- _Tasks and exercises_:
[a] In the essay on Chaplin's films, which film did Chaplin say he would most like to be remembered for?
[b] Continue the essay on Chaplin's films, starting right after its last sentence.

From a chance viewing of MODERN TIMES when I was either seven or eight years old, Chaplin’s work fascinated me intensely. I would quickly seek out his other great films – THE GOLD RUSH, THE KID, CITY LIGHTS, finally making my way on to the talkie films, and eventually seeking out all of his harder-to-find early short subjects.
Over the years I’ve seen all of Chaplin’s films countless times, from his earliest formative works at Keystone through his final film, A COUNTESS FROM HONG KONG, along with everything in between (including the cameos in films like SHOW PEOPLE and SOULS FOR SALE, and the ephemeral and unfinished works like HOW TO MAKE MOVIES, THE PROFESSOR, and NICE AND FRIENDLY).
Each time they yield new surprises. Even the roughest, crudest Keystone effort reveals nuggets of character development that Chaplin was trying out, developing his unique brand of comedy within the framework of America’s leading comedy studio.
Of all his films, however, it is THE GOLD RUSH that I find myself returning to most often lately. Chaplin himself said it was the film for which he would most like to be remembered.
It was hailed as a masterpiece and crowning achievement for so long that it almost seems to be taken for granted.
There are Chaplin films that make me laugh harder.
There are ones that make more trenchant satirical points.
But to me, none so beautifully weave together the various elements that made Chaplin unique into such a satisfying film as THE GOLD RUSH.

- _Stored data_:
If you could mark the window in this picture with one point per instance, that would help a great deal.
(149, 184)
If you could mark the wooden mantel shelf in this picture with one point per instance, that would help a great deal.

- _Results for each task_:
[a] THE GOLD RUSH

[b]
Interestingly, when Chaplin released the film in 1925, he hadn’t had a feature-length comedy on movie screens in four years.
He had made a number of shorts to fill out his First National contract, and then made his premiere film under the United Artists banner, A WOMAN OF PARIS, in 1923, which was a hugely influential dramatic film but quite uncharacteristic of his slapstick humor.
Inspired by the stories of the prospectors who went searching for gold in the Yukon territory, THE GOLD RUSH is a comic epic that places Chaplin’s familiar character of The Little Fellow amid the imposing surroundings of the Arctic North.
In a remote gold rush town, Charlie falls in love with Georgia (played by Georgia Hale), a dance hall girl who is in turn romantically involved with the belligerent and abusive Jack (Malcolm Waite, in a memorable turn). Charlie struggles to win her affection, and suffers a heartbreaking defeat when Georgia and her friends stand him up on New Year’s leave, leaving him alone with the meal he has prepared for them.
But all is not lost. Charlie’s former prospecting friend, Jim (played by Mack Swain), shows up and whisks him off to help him find his lost gold claim. Chaplin is reunited with Georgia after he and Jim have struck it rich. Georgia reveals her true affections for Charlie when, believing him to be an unfortunate stowaway on the boat home, she offers to pay his fare. The two pose for a picture on the deck of the ship, embracing and kissing as the film fades out.
THE GOLD RUSH had a long production history.
David Robinson, in his book Chaplin: His Life and Art, does a phenomenal job detailing the film’s shoot, which took place at least partly on location in Truckee, where exteriors were shot (and later discarded, only to be taken in the studio in the end). There are numerous stories about the filming, such as actor Mack Swain becoming sick from eating the “boots” made of licorice in take after take.
The casting of Mack Swain was an inspired choice.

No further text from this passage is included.